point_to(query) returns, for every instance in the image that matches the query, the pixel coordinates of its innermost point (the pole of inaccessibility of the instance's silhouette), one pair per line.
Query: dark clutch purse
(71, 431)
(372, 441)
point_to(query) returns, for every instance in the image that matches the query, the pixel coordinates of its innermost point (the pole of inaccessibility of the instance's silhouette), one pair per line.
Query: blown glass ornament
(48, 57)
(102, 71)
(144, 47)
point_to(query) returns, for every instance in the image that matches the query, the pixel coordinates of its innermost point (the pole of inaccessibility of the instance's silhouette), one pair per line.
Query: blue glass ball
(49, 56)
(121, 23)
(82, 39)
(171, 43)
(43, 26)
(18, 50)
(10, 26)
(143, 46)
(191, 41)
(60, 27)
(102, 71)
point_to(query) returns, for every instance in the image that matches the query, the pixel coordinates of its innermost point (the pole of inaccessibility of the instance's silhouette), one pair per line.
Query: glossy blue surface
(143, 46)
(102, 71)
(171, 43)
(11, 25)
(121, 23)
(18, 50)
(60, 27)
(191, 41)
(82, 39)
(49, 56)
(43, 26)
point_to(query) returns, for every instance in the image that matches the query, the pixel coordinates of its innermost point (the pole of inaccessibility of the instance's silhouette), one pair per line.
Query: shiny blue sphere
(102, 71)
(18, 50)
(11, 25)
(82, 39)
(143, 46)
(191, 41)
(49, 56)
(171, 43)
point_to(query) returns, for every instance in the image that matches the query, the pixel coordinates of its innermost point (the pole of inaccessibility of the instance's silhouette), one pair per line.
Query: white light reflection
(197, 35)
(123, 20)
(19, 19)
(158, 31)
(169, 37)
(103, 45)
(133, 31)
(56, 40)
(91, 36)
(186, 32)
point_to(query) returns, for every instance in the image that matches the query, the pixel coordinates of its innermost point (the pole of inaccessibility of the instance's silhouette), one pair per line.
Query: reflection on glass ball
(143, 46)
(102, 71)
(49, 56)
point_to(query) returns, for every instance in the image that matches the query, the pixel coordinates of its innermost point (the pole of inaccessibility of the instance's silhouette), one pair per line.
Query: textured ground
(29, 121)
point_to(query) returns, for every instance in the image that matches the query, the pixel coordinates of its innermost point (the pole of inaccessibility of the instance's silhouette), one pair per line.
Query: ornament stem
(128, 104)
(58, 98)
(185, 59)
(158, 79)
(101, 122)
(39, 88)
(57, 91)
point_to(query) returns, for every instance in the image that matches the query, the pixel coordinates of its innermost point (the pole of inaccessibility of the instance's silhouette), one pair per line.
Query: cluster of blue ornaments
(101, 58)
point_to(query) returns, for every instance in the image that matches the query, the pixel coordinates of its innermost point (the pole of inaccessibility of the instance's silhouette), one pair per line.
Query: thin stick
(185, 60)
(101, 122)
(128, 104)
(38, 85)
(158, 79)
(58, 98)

Task.
Faithfully transcribe the whole of the data.

Response to the exercise.
point_to(query) returns, for every instance in the image that matches the query, the pixel coordinates of its innermost point (the pole of inaccessibility of the instance's silhouette), one pair per line.
Query: dark clutch purse
(71, 431)
(372, 441)
point_to(query) returns, for every instance in the image that matches the query, the pixel coordinates of its innermost point (the pole of inaccessibility of the instance's silhouette), one pair per line.
Query: blown glass ornament
(48, 57)
(102, 71)
(144, 47)
point_to(query) returns, for every instance in the image that matches the query, the pixel coordinates of its innermost point (the pole of inaccessibility of the instance's silhouette), one pair per line.
Query: blue glass ball
(49, 56)
(121, 23)
(82, 39)
(171, 43)
(43, 26)
(18, 50)
(10, 26)
(143, 46)
(191, 41)
(60, 27)
(102, 71)
point_to(query) returns, for every instance in the image that matches the query, the pixel coordinates of its innermost point (the pole of inaccessibility of the instance's silhouette), one pair per line.
Query: glossy blue surface
(143, 46)
(102, 71)
(171, 43)
(11, 25)
(121, 23)
(18, 50)
(60, 27)
(191, 41)
(82, 39)
(49, 56)
(43, 26)
point_to(query) returns, for every instance in the image that matches the query, the pixel coordinates of its innermost point (the pole of inaccessibility of the instance's silhouette), one pair per line.
Query: shiny blue sphere
(102, 71)
(18, 50)
(11, 25)
(82, 39)
(143, 46)
(191, 41)
(49, 56)
(171, 43)
point_to(query) returns, for every instance in the image that matches the query, the pixel coordinates of its innermost point (the pole of inaccessibility of the instance's silhouette), one pair per line.
Query: white light reflection
(197, 35)
(123, 20)
(19, 19)
(158, 31)
(169, 37)
(103, 45)
(133, 31)
(56, 40)
(91, 36)
(186, 32)
point_to(query) returns, for every instance in the image that matches the query, the pixel coordinates of its innermost point (the pole of inaccessibility of the instance's silhouette), one pair per line.
Query: reflection on glass ball
(143, 46)
(102, 71)
(49, 56)
point_to(query) returns, for every instance in the image that matches the query, the pixel coordinates of its innermost point (the pole of inaccessibility of the instance's silhouette), one pair per line.
Query: textured ground
(29, 121)
point_to(query) returns, for every instance in the image that matches the query, the pixel coordinates of its innermost point (the pole of inaccessibility of the instance's silhouette), one pair per line.
Query: ornament stem
(128, 104)
(58, 98)
(185, 59)
(158, 79)
(101, 122)
(39, 88)
(57, 91)
point_to(query) returns, for every instance in the image that matches the query, the pixel coordinates of its innermost point (the pole of inaccessibility of the instance's silhouette), one pair per line.
Query: cluster of blue ornaments
(101, 58)
point_to(query) returns, for every instance in the image that matches the query, the pixel coordinates of its innermost point (the pole of inaccessibility of the instance's silhouette), one pair per line.
Query: thin stick
(185, 60)
(101, 122)
(128, 104)
(38, 85)
(158, 79)
(58, 98)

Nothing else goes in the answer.